Embora tenha sido um homem de posições políticas bem definidas, Graciliano Ramos em nenhum momento da sua vida literária transformou as obras de ficção por ele escritas em manifestos panfletários.
Por Clóvis Campêlo
Graciliano Ramos, por Cândido Portinari
Tal atitude, no entanto, não impede aos leitores de visualizar, por trás desse aparente despojamento, o contexto social e político não explicitado onde as histórias se dão.
Se, no aspecto conteudístico, os romances do escritor alagoano aproximam-se das características regionalistas que alimentaram uma boa parte dos autores da sua geração, no aspecto estrutural, ao se submeterem a certos procedimentos técnicos, aproximam-se também da corrente subjetivista que marcou a nossa ficção a partir do Modernismo.
Nesse sentido, Angústia é, em suas obras, a que melhor reflete essa feliz síntese entre as duas tendências que caracterizaram a nossa moderna ficção, o que faz do texto de Graciliano algo ao mesmo tempo local e cosmopolita.
Partamos, porém, para o texto em busca dos elementos que justifiquem estas afirmações iniciais e que sirvam para pautar a nossa análise.
Narrador protagonista, é através de Luís da Silva que o universo do romance para nós se desvenda. Do mesmo modo, todos os outros personagens nos são mostrados sob a ótica parcial e distorcida do narrador, o que levou o crítico Álvaro Lins a afirmar que Marina e Julião Tavares existem apenas para que o protagonista se atormente e cometa o seu crime.
Homem solitário, Luís da Silva tem na infância as raízes da sua solidão. Descendente de uma família aristocrática rural em decadência, cujos dias de glória não alcançou, sofre na pele as consequências dessa derrocada. Perdida a fazenda, após a morte do avô, parte com o pai para a vila onde este se estabelece como comerciante. Após a morte do pai, ainda adolescente, vê os credores se apossarem do pequeno patrimônio de que a família ainda era possuidora.

** Material coletado **
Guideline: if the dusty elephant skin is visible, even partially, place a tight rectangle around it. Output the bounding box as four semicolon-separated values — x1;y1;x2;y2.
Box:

** Objetivo 1 **
No texto sobre Angústia, de Graciliano Ramos, quem é o narrador protagonista do romance?
** Objetivo 2 **
Retome, por favor, o texto sobre Angústia, de Graciliano Ramos, continuando após a última frase.

** Resposta do exercício 1 **
Luís da Silva.

** Resposta do exercício 2 **
A essa altura do relato já algumas particularidades nos chamam a atenção: a ausência total de referências à figura materna do protagonista e a visão crítica do protagonista em relação às figuras do avô e do pai. Ora, sabemos, de acordo com os pressupostos freudianos, onde bebeu a corrente subjetivista e introspectiva da nossa ficção moderna, que na construção do arcabouço psicológico do indivíduo, a infância, notadamente a primeira infância, constitui-se em período de grande importância, onde as figuras dos pais compõem os primeiros referenciais. Por outro lado, esse é um mundo em suposto equilíbrio e segurança. Não é isso, no entanto, o que se passa com Luís da Silva e que irá marcá-lo de maneira definitiva.
A busca da cidade grande é a solução encontrada pelo protagonista para empreender a luta pela sobrevivência. Sociologicamente, tal movimento – da zona rural para o perímetro urbano de um grande centro, da aristocracia agrária decadente para a classe média metropolitana – mostra um deslocamento do centro do poder econômico de uma classe para outra, de um espaço social para outro e reflete o momento de transformação por que passava o nosso país no primeiro quarto do século 20. A derrocada da aristocracia rural açucareira corresponde à ascensão da burguesia urbana mercantil da qual Julião Tavares é o lídimo representante. Podemos considerar que aí se encontra um dos aspectos da aversão sentida pelo protagonista em relação a este último, muito embora esse processo de transferência se dê de maneira inconsciente.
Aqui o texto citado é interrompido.